Problem to solve
Locate the line containing "the tree, each" in the material below; repeat it and every line after it, exactly as written.

Records provided

start

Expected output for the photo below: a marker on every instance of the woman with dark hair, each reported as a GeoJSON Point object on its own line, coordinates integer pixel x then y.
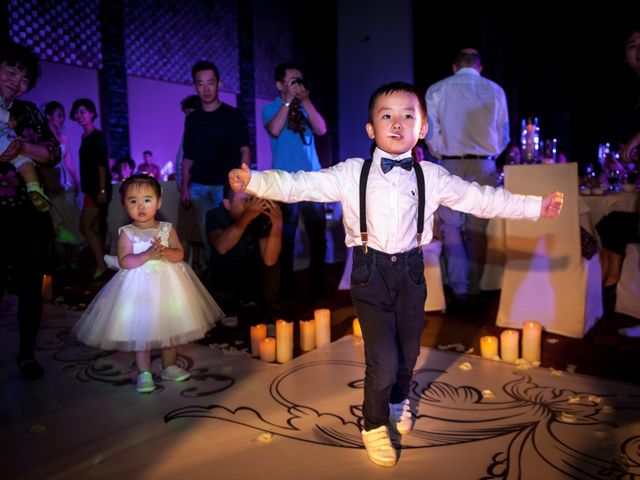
{"type": "Point", "coordinates": [62, 186]}
{"type": "Point", "coordinates": [26, 232]}
{"type": "Point", "coordinates": [95, 181]}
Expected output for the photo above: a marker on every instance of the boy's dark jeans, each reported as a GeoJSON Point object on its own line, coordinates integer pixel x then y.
{"type": "Point", "coordinates": [388, 292]}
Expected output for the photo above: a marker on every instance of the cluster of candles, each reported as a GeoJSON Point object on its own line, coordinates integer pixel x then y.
{"type": "Point", "coordinates": [510, 342]}
{"type": "Point", "coordinates": [313, 334]}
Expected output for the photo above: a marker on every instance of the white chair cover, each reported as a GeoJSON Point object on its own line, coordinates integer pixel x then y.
{"type": "Point", "coordinates": [546, 279]}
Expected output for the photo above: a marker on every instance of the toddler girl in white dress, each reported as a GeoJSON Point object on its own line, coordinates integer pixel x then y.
{"type": "Point", "coordinates": [155, 300]}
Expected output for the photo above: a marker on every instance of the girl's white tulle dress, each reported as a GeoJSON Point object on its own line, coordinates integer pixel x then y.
{"type": "Point", "coordinates": [156, 305]}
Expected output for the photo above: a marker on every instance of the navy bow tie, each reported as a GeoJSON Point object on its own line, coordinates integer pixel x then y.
{"type": "Point", "coordinates": [387, 163]}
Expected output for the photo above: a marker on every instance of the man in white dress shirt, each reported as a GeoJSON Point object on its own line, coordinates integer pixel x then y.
{"type": "Point", "coordinates": [387, 281]}
{"type": "Point", "coordinates": [469, 128]}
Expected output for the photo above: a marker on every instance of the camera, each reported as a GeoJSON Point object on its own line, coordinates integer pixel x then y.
{"type": "Point", "coordinates": [302, 81]}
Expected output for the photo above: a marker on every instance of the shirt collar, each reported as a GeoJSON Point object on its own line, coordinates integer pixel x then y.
{"type": "Point", "coordinates": [467, 71]}
{"type": "Point", "coordinates": [379, 153]}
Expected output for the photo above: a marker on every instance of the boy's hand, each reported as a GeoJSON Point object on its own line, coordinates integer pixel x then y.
{"type": "Point", "coordinates": [551, 205]}
{"type": "Point", "coordinates": [272, 210]}
{"type": "Point", "coordinates": [239, 178]}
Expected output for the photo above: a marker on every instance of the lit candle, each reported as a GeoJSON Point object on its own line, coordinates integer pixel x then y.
{"type": "Point", "coordinates": [531, 340]}
{"type": "Point", "coordinates": [307, 335]}
{"type": "Point", "coordinates": [284, 341]}
{"type": "Point", "coordinates": [271, 330]}
{"type": "Point", "coordinates": [258, 332]}
{"type": "Point", "coordinates": [489, 346]}
{"type": "Point", "coordinates": [509, 340]}
{"type": "Point", "coordinates": [268, 349]}
{"type": "Point", "coordinates": [47, 288]}
{"type": "Point", "coordinates": [357, 331]}
{"type": "Point", "coordinates": [322, 317]}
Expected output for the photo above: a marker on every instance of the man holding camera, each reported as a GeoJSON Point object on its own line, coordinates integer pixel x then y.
{"type": "Point", "coordinates": [291, 121]}
{"type": "Point", "coordinates": [246, 235]}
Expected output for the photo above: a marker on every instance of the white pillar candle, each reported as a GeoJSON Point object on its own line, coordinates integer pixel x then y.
{"type": "Point", "coordinates": [258, 332]}
{"type": "Point", "coordinates": [489, 346]}
{"type": "Point", "coordinates": [509, 342]}
{"type": "Point", "coordinates": [357, 331]}
{"type": "Point", "coordinates": [322, 317]}
{"type": "Point", "coordinates": [47, 288]}
{"type": "Point", "coordinates": [268, 349]}
{"type": "Point", "coordinates": [271, 329]}
{"type": "Point", "coordinates": [307, 335]}
{"type": "Point", "coordinates": [531, 340]}
{"type": "Point", "coordinates": [284, 341]}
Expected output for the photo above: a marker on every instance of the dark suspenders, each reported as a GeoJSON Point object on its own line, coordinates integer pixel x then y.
{"type": "Point", "coordinates": [364, 176]}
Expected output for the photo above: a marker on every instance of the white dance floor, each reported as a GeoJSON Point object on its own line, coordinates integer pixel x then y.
{"type": "Point", "coordinates": [243, 419]}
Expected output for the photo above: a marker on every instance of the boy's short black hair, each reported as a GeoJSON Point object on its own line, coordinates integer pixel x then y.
{"type": "Point", "coordinates": [140, 179]}
{"type": "Point", "coordinates": [204, 65]}
{"type": "Point", "coordinates": [192, 102]}
{"type": "Point", "coordinates": [27, 117]}
{"type": "Point", "coordinates": [393, 87]}
{"type": "Point", "coordinates": [23, 59]}
{"type": "Point", "coordinates": [281, 70]}
{"type": "Point", "coordinates": [86, 103]}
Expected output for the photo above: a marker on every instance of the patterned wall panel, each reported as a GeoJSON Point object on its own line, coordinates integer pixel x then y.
{"type": "Point", "coordinates": [61, 31]}
{"type": "Point", "coordinates": [165, 38]}
{"type": "Point", "coordinates": [273, 42]}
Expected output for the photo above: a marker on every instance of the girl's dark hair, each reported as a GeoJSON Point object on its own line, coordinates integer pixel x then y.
{"type": "Point", "coordinates": [51, 107]}
{"type": "Point", "coordinates": [86, 103]}
{"type": "Point", "coordinates": [23, 59]}
{"type": "Point", "coordinates": [140, 179]}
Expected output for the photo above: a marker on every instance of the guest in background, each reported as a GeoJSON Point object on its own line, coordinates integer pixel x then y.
{"type": "Point", "coordinates": [510, 156]}
{"type": "Point", "coordinates": [216, 139]}
{"type": "Point", "coordinates": [148, 166]}
{"type": "Point", "coordinates": [246, 235]}
{"type": "Point", "coordinates": [632, 57]}
{"type": "Point", "coordinates": [188, 227]}
{"type": "Point", "coordinates": [187, 105]}
{"type": "Point", "coordinates": [616, 230]}
{"type": "Point", "coordinates": [94, 181]}
{"type": "Point", "coordinates": [62, 185]}
{"type": "Point", "coordinates": [26, 232]}
{"type": "Point", "coordinates": [124, 168]}
{"type": "Point", "coordinates": [469, 120]}
{"type": "Point", "coordinates": [291, 121]}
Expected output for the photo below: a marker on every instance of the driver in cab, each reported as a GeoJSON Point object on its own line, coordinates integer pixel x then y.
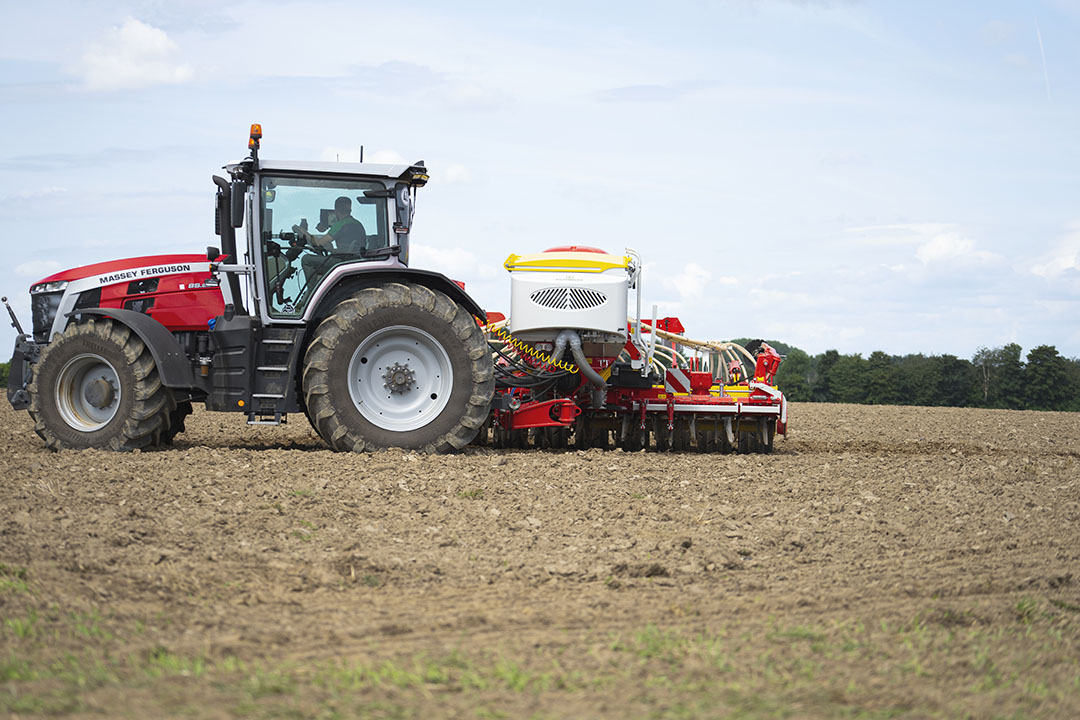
{"type": "Point", "coordinates": [346, 233]}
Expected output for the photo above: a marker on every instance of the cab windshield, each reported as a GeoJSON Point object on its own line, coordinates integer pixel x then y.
{"type": "Point", "coordinates": [310, 226]}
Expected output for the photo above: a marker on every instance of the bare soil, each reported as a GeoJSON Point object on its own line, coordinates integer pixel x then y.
{"type": "Point", "coordinates": [257, 547]}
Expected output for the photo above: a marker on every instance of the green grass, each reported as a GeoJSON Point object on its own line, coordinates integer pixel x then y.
{"type": "Point", "coordinates": [1015, 660]}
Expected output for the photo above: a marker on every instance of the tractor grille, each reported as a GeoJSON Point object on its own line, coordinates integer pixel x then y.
{"type": "Point", "coordinates": [568, 298]}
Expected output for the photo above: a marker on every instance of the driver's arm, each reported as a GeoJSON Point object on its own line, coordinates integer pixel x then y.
{"type": "Point", "coordinates": [320, 241]}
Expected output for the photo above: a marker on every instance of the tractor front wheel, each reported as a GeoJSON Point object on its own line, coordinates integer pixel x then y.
{"type": "Point", "coordinates": [96, 386]}
{"type": "Point", "coordinates": [400, 366]}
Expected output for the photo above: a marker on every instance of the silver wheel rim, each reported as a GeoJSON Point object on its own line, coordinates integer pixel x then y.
{"type": "Point", "coordinates": [400, 378]}
{"type": "Point", "coordinates": [88, 392]}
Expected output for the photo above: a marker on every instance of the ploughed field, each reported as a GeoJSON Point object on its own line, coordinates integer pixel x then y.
{"type": "Point", "coordinates": [882, 561]}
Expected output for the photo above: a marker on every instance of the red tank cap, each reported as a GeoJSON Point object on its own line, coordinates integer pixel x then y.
{"type": "Point", "coordinates": [575, 248]}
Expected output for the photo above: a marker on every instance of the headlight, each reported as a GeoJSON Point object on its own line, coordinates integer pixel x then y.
{"type": "Point", "coordinates": [49, 287]}
{"type": "Point", "coordinates": [43, 308]}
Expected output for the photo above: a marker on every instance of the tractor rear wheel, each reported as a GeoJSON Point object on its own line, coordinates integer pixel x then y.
{"type": "Point", "coordinates": [397, 365]}
{"type": "Point", "coordinates": [96, 386]}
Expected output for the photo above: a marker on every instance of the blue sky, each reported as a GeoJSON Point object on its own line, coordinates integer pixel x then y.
{"type": "Point", "coordinates": [852, 175]}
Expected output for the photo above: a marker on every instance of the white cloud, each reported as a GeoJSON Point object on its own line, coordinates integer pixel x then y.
{"type": "Point", "coordinates": [37, 269]}
{"type": "Point", "coordinates": [944, 246]}
{"type": "Point", "coordinates": [388, 157]}
{"type": "Point", "coordinates": [935, 242]}
{"type": "Point", "coordinates": [24, 195]}
{"type": "Point", "coordinates": [950, 245]}
{"type": "Point", "coordinates": [450, 261]}
{"type": "Point", "coordinates": [455, 174]}
{"type": "Point", "coordinates": [132, 56]}
{"type": "Point", "coordinates": [692, 283]}
{"type": "Point", "coordinates": [1063, 258]}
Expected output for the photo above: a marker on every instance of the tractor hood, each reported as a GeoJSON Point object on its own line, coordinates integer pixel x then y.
{"type": "Point", "coordinates": [111, 267]}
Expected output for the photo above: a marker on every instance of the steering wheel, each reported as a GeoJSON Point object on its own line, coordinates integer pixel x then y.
{"type": "Point", "coordinates": [304, 241]}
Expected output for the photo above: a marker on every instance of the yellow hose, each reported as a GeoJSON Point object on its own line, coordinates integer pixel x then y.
{"type": "Point", "coordinates": [531, 352]}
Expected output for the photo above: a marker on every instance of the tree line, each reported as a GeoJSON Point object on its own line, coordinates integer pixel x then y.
{"type": "Point", "coordinates": [994, 378]}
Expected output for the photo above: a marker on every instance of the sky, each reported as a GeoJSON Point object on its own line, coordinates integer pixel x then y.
{"type": "Point", "coordinates": [839, 174]}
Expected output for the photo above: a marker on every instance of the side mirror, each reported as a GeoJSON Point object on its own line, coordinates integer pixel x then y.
{"type": "Point", "coordinates": [239, 193]}
{"type": "Point", "coordinates": [219, 211]}
{"type": "Point", "coordinates": [403, 203]}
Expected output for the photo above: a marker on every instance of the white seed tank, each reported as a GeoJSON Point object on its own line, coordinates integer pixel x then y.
{"type": "Point", "coordinates": [582, 289]}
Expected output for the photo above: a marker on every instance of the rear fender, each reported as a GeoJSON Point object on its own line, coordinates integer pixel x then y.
{"type": "Point", "coordinates": [173, 364]}
{"type": "Point", "coordinates": [358, 279]}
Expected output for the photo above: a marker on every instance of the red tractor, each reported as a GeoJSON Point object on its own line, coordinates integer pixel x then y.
{"type": "Point", "coordinates": [319, 313]}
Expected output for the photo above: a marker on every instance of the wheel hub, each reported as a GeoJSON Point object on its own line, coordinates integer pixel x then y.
{"type": "Point", "coordinates": [399, 378]}
{"type": "Point", "coordinates": [88, 392]}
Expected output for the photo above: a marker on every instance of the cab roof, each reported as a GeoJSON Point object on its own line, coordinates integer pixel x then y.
{"type": "Point", "coordinates": [370, 170]}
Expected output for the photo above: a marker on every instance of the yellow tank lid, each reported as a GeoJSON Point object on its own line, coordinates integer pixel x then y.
{"type": "Point", "coordinates": [566, 261]}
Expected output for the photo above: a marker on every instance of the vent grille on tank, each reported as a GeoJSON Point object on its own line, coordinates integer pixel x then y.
{"type": "Point", "coordinates": [568, 298]}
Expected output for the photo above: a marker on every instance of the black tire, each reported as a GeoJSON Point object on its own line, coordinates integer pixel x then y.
{"type": "Point", "coordinates": [136, 408]}
{"type": "Point", "coordinates": [455, 415]}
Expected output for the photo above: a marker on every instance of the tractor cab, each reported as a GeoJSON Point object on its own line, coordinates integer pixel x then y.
{"type": "Point", "coordinates": [309, 225]}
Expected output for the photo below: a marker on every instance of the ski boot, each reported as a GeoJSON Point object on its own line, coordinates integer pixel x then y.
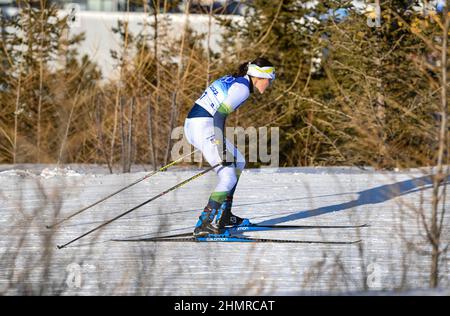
{"type": "Point", "coordinates": [205, 224]}
{"type": "Point", "coordinates": [226, 218]}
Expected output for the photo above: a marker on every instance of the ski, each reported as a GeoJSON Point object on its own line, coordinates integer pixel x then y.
{"type": "Point", "coordinates": [230, 238]}
{"type": "Point", "coordinates": [226, 233]}
{"type": "Point", "coordinates": [227, 237]}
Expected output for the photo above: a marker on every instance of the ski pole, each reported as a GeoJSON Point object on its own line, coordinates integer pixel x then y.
{"type": "Point", "coordinates": [120, 190]}
{"type": "Point", "coordinates": [142, 204]}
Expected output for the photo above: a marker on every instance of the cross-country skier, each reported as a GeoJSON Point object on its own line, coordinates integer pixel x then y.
{"type": "Point", "coordinates": [204, 128]}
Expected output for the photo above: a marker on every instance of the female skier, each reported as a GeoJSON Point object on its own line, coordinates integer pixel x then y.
{"type": "Point", "coordinates": [204, 128]}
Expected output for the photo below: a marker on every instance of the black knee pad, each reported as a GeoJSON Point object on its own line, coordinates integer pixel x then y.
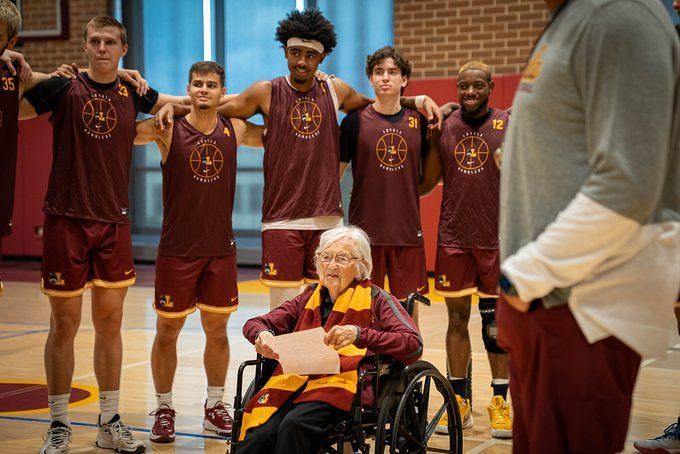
{"type": "Point", "coordinates": [487, 309]}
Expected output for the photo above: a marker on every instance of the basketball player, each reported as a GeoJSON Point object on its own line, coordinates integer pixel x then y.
{"type": "Point", "coordinates": [386, 144]}
{"type": "Point", "coordinates": [196, 263]}
{"type": "Point", "coordinates": [467, 248]}
{"type": "Point", "coordinates": [301, 187]}
{"type": "Point", "coordinates": [86, 239]}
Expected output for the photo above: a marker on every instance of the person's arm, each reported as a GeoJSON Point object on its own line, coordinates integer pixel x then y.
{"type": "Point", "coordinates": [393, 332]}
{"type": "Point", "coordinates": [44, 97]}
{"type": "Point", "coordinates": [627, 152]}
{"type": "Point", "coordinates": [279, 321]}
{"type": "Point", "coordinates": [247, 133]}
{"type": "Point", "coordinates": [254, 99]}
{"type": "Point", "coordinates": [432, 167]}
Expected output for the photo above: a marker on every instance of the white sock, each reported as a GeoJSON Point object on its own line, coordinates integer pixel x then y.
{"type": "Point", "coordinates": [164, 399]}
{"type": "Point", "coordinates": [215, 394]}
{"type": "Point", "coordinates": [58, 404]}
{"type": "Point", "coordinates": [108, 405]}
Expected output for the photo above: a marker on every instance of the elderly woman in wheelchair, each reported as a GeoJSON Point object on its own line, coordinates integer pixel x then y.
{"type": "Point", "coordinates": [296, 414]}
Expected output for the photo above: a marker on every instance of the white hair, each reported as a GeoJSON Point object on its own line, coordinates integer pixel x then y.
{"type": "Point", "coordinates": [360, 246]}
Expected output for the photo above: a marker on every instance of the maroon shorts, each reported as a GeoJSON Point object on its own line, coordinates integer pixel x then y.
{"type": "Point", "coordinates": [80, 253]}
{"type": "Point", "coordinates": [404, 267]}
{"type": "Point", "coordinates": [567, 395]}
{"type": "Point", "coordinates": [466, 271]}
{"type": "Point", "coordinates": [185, 283]}
{"type": "Point", "coordinates": [288, 257]}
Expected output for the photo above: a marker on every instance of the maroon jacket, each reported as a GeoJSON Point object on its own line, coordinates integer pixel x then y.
{"type": "Point", "coordinates": [392, 330]}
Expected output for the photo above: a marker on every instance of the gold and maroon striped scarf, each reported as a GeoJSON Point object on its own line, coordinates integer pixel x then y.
{"type": "Point", "coordinates": [353, 307]}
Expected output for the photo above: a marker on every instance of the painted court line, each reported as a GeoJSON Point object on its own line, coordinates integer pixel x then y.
{"type": "Point", "coordinates": [92, 425]}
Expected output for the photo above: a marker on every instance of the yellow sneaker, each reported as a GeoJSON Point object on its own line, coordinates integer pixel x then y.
{"type": "Point", "coordinates": [465, 412]}
{"type": "Point", "coordinates": [499, 414]}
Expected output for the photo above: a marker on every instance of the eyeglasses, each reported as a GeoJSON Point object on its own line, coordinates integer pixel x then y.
{"type": "Point", "coordinates": [340, 259]}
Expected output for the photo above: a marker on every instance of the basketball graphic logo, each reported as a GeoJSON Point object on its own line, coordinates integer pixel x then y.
{"type": "Point", "coordinates": [391, 150]}
{"type": "Point", "coordinates": [206, 161]}
{"type": "Point", "coordinates": [471, 153]}
{"type": "Point", "coordinates": [99, 117]}
{"type": "Point", "coordinates": [305, 117]}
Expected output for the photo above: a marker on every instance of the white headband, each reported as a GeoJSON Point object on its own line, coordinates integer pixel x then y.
{"type": "Point", "coordinates": [309, 43]}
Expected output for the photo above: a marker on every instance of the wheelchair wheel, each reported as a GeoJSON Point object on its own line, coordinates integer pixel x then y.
{"type": "Point", "coordinates": [419, 397]}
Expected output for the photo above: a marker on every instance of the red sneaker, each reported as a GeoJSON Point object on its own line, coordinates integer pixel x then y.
{"type": "Point", "coordinates": [163, 430]}
{"type": "Point", "coordinates": [218, 419]}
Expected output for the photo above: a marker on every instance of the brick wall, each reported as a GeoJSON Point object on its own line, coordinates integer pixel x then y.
{"type": "Point", "coordinates": [46, 55]}
{"type": "Point", "coordinates": [438, 36]}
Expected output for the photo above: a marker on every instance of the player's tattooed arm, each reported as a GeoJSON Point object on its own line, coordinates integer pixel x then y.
{"type": "Point", "coordinates": [432, 168]}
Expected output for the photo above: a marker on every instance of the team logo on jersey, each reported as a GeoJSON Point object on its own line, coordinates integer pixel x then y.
{"type": "Point", "coordinates": [99, 116]}
{"type": "Point", "coordinates": [471, 152]}
{"type": "Point", "coordinates": [166, 301]}
{"type": "Point", "coordinates": [305, 117]}
{"type": "Point", "coordinates": [206, 161]}
{"type": "Point", "coordinates": [533, 70]}
{"type": "Point", "coordinates": [56, 279]}
{"type": "Point", "coordinates": [270, 269]}
{"type": "Point", "coordinates": [391, 150]}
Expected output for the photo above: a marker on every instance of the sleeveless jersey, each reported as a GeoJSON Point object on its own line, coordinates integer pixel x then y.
{"type": "Point", "coordinates": [199, 181]}
{"type": "Point", "coordinates": [301, 154]}
{"type": "Point", "coordinates": [386, 167]}
{"type": "Point", "coordinates": [469, 210]}
{"type": "Point", "coordinates": [93, 133]}
{"type": "Point", "coordinates": [9, 132]}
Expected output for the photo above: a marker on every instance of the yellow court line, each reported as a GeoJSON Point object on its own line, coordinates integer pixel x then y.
{"type": "Point", "coordinates": [92, 389]}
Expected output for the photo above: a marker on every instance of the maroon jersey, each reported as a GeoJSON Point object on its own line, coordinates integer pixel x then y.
{"type": "Point", "coordinates": [93, 131]}
{"type": "Point", "coordinates": [386, 152]}
{"type": "Point", "coordinates": [301, 154]}
{"type": "Point", "coordinates": [199, 179]}
{"type": "Point", "coordinates": [469, 211]}
{"type": "Point", "coordinates": [9, 132]}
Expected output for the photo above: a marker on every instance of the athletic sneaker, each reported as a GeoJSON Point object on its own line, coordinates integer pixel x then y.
{"type": "Point", "coordinates": [115, 435]}
{"type": "Point", "coordinates": [499, 414]}
{"type": "Point", "coordinates": [668, 442]}
{"type": "Point", "coordinates": [57, 439]}
{"type": "Point", "coordinates": [163, 430]}
{"type": "Point", "coordinates": [465, 409]}
{"type": "Point", "coordinates": [218, 419]}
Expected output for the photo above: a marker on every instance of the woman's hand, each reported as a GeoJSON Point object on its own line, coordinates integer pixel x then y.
{"type": "Point", "coordinates": [341, 336]}
{"type": "Point", "coordinates": [262, 347]}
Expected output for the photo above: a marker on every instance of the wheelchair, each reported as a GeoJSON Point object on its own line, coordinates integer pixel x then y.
{"type": "Point", "coordinates": [408, 404]}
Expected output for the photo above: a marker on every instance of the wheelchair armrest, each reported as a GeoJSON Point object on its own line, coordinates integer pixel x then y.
{"type": "Point", "coordinates": [411, 301]}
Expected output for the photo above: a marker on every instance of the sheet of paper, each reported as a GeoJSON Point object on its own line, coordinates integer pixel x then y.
{"type": "Point", "coordinates": [304, 353]}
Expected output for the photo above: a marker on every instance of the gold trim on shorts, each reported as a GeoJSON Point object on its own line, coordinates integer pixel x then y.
{"type": "Point", "coordinates": [486, 295]}
{"type": "Point", "coordinates": [217, 310]}
{"type": "Point", "coordinates": [457, 293]}
{"type": "Point", "coordinates": [282, 284]}
{"type": "Point", "coordinates": [118, 284]}
{"type": "Point", "coordinates": [64, 293]}
{"type": "Point", "coordinates": [182, 314]}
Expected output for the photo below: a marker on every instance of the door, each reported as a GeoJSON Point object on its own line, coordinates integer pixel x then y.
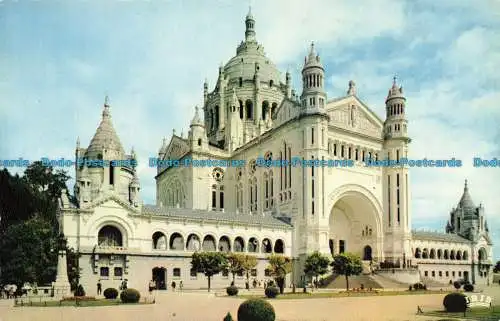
{"type": "Point", "coordinates": [160, 278]}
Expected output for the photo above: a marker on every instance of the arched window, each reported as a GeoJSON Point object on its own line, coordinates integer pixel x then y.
{"type": "Point", "coordinates": [109, 236]}
{"type": "Point", "coordinates": [208, 243]}
{"type": "Point", "coordinates": [176, 242]}
{"type": "Point", "coordinates": [217, 114]}
{"type": "Point", "coordinates": [265, 109]}
{"type": "Point", "coordinates": [239, 245]}
{"type": "Point", "coordinates": [249, 109]}
{"type": "Point", "coordinates": [253, 245]}
{"type": "Point", "coordinates": [279, 246]}
{"type": "Point", "coordinates": [159, 241]}
{"type": "Point", "coordinates": [274, 109]}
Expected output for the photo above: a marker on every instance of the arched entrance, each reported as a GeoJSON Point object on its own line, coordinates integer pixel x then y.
{"type": "Point", "coordinates": [367, 255]}
{"type": "Point", "coordinates": [355, 223]}
{"type": "Point", "coordinates": [160, 278]}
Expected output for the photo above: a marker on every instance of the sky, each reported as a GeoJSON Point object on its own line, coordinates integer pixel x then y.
{"type": "Point", "coordinates": [58, 60]}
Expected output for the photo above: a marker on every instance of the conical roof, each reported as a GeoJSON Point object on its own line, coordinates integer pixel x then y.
{"type": "Point", "coordinates": [105, 137]}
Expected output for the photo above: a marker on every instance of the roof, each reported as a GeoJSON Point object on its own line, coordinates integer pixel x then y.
{"type": "Point", "coordinates": [223, 217]}
{"type": "Point", "coordinates": [437, 236]}
{"type": "Point", "coordinates": [105, 137]}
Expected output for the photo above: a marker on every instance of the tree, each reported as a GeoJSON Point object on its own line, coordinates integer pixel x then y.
{"type": "Point", "coordinates": [316, 264]}
{"type": "Point", "coordinates": [496, 269]}
{"type": "Point", "coordinates": [208, 263]}
{"type": "Point", "coordinates": [248, 264]}
{"type": "Point", "coordinates": [347, 264]}
{"type": "Point", "coordinates": [279, 266]}
{"type": "Point", "coordinates": [234, 264]}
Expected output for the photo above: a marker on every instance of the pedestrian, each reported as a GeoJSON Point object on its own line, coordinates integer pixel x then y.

end

Response to the task
Expected output for the photo above: a marker on every instance of the tree, each reported as a GeoJSON Point object on its own line, coordinates integer pixel x then y.
{"type": "Point", "coordinates": [316, 264]}
{"type": "Point", "coordinates": [496, 269]}
{"type": "Point", "coordinates": [208, 263]}
{"type": "Point", "coordinates": [248, 264]}
{"type": "Point", "coordinates": [347, 264]}
{"type": "Point", "coordinates": [279, 266]}
{"type": "Point", "coordinates": [234, 264]}
Expected output for the photo above: a marker on every instance of the pedestrian, each reported as a GeoJSON Point object on its own line, coordinates integer pixel x then y.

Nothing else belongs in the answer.